Task brief - What is the number of lines in the data below that contain "fingers"? Reply with the number only.

Information shown -
*** Begin section ***
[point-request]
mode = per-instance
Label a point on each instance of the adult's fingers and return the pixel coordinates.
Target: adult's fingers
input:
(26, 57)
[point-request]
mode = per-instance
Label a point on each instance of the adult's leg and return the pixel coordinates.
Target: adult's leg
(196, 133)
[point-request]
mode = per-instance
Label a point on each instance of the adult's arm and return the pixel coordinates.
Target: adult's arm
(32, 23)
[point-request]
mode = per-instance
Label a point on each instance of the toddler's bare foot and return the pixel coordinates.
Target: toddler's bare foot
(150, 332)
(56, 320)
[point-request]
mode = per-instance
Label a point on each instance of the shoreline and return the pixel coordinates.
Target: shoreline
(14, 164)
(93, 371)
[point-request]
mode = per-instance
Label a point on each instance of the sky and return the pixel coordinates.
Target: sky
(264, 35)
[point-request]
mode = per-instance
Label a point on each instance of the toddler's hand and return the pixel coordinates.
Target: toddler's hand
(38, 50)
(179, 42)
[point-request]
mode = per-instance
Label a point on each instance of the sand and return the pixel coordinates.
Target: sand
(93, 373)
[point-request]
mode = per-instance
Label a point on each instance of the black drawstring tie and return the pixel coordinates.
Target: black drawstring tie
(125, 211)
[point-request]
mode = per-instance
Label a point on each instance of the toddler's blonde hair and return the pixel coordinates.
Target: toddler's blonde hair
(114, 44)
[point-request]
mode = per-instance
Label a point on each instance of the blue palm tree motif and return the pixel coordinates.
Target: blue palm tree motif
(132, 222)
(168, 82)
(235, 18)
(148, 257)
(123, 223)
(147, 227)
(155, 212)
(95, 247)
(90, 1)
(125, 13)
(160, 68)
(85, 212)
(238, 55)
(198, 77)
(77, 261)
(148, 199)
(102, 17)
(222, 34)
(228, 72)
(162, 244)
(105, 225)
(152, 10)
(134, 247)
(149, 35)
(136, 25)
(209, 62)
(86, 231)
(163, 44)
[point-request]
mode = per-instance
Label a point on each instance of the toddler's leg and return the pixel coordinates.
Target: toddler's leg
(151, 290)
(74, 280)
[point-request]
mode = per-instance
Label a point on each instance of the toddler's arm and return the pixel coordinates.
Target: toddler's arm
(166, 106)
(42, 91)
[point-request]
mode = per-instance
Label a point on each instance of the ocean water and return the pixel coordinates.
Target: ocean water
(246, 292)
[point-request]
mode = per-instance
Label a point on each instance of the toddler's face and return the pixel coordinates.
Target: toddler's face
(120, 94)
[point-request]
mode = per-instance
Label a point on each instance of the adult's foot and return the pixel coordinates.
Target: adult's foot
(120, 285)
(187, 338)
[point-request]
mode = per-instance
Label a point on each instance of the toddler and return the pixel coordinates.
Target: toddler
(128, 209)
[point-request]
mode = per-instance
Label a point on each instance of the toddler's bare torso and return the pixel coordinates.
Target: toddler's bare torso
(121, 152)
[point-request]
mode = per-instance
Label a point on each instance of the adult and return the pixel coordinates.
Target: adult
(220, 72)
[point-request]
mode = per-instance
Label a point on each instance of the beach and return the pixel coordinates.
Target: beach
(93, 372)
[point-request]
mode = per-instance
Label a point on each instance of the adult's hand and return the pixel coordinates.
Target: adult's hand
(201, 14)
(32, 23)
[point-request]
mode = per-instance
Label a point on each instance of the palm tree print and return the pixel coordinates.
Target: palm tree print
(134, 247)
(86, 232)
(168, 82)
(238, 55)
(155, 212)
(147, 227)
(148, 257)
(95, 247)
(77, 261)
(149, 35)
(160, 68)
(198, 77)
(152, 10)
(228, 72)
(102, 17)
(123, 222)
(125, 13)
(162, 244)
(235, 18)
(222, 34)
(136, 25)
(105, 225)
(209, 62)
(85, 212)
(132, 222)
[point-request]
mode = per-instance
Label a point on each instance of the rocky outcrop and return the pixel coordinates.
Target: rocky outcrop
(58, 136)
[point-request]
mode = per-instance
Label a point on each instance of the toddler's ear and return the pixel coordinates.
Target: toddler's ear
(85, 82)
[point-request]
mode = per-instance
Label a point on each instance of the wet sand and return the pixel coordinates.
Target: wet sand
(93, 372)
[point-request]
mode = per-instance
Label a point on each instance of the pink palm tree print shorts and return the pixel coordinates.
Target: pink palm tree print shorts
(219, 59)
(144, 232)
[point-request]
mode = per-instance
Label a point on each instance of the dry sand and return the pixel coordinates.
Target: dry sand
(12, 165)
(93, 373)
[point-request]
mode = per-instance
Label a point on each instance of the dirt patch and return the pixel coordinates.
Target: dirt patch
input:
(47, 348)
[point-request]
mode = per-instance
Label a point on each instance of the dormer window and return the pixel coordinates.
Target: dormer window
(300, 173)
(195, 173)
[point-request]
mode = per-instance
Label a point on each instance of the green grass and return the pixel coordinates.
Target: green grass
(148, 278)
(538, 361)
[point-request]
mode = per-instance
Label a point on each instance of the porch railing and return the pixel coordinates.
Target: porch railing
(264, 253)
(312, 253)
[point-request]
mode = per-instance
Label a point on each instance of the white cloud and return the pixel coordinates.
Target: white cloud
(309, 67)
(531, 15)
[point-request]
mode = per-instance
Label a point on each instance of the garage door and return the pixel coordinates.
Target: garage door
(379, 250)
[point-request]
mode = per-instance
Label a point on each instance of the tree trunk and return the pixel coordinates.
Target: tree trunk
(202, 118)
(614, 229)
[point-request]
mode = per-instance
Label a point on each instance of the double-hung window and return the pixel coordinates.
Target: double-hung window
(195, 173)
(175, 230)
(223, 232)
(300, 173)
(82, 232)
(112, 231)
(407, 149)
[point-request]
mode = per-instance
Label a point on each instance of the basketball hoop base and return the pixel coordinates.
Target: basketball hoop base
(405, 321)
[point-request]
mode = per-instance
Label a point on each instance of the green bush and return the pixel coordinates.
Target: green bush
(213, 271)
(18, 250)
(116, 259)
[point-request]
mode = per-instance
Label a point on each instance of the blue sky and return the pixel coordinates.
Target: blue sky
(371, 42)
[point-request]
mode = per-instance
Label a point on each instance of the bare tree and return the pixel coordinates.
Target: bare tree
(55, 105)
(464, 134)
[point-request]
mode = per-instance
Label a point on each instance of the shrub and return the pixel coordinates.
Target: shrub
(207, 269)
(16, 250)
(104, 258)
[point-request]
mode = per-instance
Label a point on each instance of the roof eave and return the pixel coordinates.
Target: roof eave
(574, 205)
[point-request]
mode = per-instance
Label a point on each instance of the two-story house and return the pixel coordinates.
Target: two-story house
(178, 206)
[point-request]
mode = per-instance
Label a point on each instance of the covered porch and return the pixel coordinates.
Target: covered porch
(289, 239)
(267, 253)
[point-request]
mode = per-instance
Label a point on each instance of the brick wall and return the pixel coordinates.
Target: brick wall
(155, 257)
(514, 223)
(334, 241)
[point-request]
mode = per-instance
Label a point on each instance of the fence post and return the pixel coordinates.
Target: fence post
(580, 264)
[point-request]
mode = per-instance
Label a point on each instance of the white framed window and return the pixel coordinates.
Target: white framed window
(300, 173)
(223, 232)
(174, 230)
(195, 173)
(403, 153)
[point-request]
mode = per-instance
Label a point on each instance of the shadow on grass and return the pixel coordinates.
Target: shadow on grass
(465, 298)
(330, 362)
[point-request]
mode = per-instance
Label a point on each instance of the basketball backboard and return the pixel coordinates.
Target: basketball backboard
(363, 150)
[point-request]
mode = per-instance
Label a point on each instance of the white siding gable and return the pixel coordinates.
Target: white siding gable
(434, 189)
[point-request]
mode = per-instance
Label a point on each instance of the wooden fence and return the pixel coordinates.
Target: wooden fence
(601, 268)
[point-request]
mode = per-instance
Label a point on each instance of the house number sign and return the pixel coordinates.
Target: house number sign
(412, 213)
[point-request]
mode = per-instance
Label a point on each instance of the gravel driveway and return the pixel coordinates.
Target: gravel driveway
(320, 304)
*** End section ***
Reply to the task - 2